Saved entries:
*****
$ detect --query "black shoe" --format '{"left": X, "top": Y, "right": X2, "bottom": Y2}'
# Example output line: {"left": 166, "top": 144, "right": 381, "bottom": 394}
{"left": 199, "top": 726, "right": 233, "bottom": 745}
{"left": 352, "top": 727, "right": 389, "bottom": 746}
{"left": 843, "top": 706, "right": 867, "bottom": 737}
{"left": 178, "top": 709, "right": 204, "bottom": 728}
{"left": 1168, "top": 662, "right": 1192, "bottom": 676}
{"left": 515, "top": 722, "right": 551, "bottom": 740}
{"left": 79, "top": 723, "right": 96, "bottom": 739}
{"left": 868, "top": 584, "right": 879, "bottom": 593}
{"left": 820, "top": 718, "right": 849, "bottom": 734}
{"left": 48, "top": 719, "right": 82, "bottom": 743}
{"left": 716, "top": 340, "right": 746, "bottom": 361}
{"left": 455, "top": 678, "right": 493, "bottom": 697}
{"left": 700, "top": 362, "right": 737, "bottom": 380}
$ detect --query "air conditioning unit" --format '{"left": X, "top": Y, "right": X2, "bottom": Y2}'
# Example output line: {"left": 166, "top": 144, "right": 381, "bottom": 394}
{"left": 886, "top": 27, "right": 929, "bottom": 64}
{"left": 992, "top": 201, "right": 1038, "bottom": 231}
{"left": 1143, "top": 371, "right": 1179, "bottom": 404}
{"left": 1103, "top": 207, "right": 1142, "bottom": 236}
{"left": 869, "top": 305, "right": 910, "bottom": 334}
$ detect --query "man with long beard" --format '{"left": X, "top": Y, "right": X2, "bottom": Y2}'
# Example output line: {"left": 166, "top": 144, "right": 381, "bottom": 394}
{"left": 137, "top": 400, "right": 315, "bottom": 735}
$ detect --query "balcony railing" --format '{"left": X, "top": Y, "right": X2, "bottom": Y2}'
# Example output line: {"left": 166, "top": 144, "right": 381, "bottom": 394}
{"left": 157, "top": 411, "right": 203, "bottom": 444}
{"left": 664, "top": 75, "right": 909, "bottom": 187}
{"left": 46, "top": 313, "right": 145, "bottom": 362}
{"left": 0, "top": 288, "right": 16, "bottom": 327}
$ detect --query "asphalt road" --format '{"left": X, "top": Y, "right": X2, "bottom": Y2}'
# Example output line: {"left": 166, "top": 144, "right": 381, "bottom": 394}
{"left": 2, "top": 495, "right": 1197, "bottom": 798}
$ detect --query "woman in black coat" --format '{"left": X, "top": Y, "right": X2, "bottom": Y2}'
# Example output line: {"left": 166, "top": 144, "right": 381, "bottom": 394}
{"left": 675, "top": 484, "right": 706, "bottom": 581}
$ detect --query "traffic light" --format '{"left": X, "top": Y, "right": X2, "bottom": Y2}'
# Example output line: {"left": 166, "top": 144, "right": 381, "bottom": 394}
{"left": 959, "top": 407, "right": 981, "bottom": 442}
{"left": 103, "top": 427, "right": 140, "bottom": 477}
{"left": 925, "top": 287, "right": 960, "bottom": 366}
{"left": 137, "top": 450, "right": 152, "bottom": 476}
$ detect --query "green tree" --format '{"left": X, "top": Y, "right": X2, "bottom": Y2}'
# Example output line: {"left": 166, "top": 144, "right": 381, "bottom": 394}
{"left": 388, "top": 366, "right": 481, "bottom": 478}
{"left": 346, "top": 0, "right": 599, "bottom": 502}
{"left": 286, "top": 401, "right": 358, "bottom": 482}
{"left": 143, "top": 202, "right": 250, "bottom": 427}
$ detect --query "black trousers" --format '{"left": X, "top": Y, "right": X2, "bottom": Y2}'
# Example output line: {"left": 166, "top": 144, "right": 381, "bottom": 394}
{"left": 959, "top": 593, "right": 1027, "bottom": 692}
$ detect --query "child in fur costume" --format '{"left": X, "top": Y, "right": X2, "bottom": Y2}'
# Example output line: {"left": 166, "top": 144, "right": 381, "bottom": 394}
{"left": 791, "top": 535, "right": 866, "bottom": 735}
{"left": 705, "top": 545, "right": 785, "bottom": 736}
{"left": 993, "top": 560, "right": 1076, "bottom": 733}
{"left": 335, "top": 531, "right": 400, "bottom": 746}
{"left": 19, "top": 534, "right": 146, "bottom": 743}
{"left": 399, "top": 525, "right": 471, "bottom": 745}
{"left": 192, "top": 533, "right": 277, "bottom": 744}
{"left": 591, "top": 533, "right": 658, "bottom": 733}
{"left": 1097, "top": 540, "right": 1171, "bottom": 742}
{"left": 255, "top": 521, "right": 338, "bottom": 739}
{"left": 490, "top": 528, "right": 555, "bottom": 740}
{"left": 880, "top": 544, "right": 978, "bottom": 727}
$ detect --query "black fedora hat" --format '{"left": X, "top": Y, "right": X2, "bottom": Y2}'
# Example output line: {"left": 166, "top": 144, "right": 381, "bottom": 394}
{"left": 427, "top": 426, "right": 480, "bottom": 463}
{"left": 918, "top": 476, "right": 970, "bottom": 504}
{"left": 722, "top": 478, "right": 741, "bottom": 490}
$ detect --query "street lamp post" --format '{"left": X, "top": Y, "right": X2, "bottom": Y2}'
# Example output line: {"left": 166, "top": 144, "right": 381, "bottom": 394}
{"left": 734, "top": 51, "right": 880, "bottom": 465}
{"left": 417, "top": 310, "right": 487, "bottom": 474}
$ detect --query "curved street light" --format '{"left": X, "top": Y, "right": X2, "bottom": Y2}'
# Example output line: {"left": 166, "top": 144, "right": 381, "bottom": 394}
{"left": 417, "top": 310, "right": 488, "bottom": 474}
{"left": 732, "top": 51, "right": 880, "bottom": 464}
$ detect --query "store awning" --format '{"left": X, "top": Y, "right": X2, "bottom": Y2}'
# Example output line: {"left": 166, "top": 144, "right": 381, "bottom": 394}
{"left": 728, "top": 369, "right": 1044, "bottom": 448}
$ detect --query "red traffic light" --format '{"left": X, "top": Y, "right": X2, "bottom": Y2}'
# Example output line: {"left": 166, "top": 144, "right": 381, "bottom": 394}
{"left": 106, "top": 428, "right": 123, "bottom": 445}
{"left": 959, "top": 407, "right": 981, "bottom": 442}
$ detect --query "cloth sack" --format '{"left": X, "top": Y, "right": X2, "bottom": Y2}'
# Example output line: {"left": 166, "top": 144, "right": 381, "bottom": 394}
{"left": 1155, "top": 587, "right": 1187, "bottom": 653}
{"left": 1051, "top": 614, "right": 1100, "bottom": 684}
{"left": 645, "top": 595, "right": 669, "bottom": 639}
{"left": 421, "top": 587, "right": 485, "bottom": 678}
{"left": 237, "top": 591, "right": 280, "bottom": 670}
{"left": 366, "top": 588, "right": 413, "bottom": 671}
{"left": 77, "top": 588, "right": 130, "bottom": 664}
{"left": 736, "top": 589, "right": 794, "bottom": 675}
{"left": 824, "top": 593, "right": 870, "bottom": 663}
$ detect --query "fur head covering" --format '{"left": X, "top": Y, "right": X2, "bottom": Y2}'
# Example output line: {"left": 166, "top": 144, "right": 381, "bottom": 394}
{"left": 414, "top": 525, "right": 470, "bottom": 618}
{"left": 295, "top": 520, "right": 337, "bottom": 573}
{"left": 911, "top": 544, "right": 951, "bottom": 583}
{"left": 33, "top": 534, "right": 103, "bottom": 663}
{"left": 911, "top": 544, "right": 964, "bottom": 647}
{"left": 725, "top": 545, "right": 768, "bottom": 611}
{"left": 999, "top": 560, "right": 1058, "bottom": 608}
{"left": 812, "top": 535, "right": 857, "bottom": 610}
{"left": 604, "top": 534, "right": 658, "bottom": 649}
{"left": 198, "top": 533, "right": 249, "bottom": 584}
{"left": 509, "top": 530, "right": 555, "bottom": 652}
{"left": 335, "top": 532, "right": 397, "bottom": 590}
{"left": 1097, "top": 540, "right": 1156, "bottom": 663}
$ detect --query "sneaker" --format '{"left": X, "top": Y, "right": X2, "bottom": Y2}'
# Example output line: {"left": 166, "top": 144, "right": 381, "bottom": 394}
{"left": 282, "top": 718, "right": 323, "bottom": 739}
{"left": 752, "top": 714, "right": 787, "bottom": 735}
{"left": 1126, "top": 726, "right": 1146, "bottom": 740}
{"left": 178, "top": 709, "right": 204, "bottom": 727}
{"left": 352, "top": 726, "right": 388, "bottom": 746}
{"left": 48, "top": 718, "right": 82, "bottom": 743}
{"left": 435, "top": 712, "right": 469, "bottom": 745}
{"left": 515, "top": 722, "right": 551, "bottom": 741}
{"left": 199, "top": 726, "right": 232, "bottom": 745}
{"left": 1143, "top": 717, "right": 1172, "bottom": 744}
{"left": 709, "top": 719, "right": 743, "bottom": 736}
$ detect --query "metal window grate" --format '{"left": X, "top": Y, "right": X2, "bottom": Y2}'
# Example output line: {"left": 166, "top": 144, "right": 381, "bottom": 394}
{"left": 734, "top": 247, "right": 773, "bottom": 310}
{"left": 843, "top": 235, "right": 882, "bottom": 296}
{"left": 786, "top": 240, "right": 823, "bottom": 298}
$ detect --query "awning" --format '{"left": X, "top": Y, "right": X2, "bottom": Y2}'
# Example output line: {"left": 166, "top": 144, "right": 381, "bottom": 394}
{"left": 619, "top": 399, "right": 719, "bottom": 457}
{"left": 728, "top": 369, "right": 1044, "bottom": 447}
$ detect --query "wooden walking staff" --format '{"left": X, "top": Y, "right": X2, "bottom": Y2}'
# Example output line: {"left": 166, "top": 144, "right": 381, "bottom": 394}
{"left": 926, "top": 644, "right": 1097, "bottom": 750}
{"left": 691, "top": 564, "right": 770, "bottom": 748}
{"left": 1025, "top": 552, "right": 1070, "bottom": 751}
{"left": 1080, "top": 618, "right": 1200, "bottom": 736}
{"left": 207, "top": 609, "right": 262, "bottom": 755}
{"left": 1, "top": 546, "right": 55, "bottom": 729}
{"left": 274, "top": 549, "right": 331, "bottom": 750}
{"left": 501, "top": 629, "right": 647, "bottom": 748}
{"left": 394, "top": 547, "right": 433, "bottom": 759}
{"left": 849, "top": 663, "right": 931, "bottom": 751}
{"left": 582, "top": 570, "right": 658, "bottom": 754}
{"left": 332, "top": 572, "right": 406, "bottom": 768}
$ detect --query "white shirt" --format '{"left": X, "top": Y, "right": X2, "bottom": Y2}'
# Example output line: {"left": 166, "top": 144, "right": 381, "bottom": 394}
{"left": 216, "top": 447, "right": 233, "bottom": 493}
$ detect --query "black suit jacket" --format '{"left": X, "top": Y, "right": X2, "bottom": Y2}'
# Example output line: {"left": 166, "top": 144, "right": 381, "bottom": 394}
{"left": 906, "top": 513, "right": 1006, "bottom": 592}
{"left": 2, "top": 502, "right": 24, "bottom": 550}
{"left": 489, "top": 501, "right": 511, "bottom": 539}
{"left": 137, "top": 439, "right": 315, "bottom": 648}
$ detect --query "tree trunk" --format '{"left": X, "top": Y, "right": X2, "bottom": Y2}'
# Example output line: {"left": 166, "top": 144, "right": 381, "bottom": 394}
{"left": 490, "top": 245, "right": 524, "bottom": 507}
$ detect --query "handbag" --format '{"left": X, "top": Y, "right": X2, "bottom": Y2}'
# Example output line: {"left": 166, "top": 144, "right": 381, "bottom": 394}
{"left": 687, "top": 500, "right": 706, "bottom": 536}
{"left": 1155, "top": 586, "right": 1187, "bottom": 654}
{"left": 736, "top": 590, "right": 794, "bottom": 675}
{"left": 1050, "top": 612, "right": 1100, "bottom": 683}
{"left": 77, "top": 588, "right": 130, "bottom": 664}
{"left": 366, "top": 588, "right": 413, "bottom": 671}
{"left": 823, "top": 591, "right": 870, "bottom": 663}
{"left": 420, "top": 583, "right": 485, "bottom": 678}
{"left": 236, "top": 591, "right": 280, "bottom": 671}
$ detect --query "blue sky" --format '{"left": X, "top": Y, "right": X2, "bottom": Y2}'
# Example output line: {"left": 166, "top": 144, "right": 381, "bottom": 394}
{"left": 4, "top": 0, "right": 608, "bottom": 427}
*****
• _EXERCISE BRIEF_
Return a copy of each line in the entries that contains "awning".

• _WRITTEN ANSWER_
$ detect --query "store awning" --format '{"left": X, "top": Y, "right": X2, "bottom": Y2}'
$ detect --query "awning" --format '{"left": X, "top": Y, "right": X2, "bottom": Y2}'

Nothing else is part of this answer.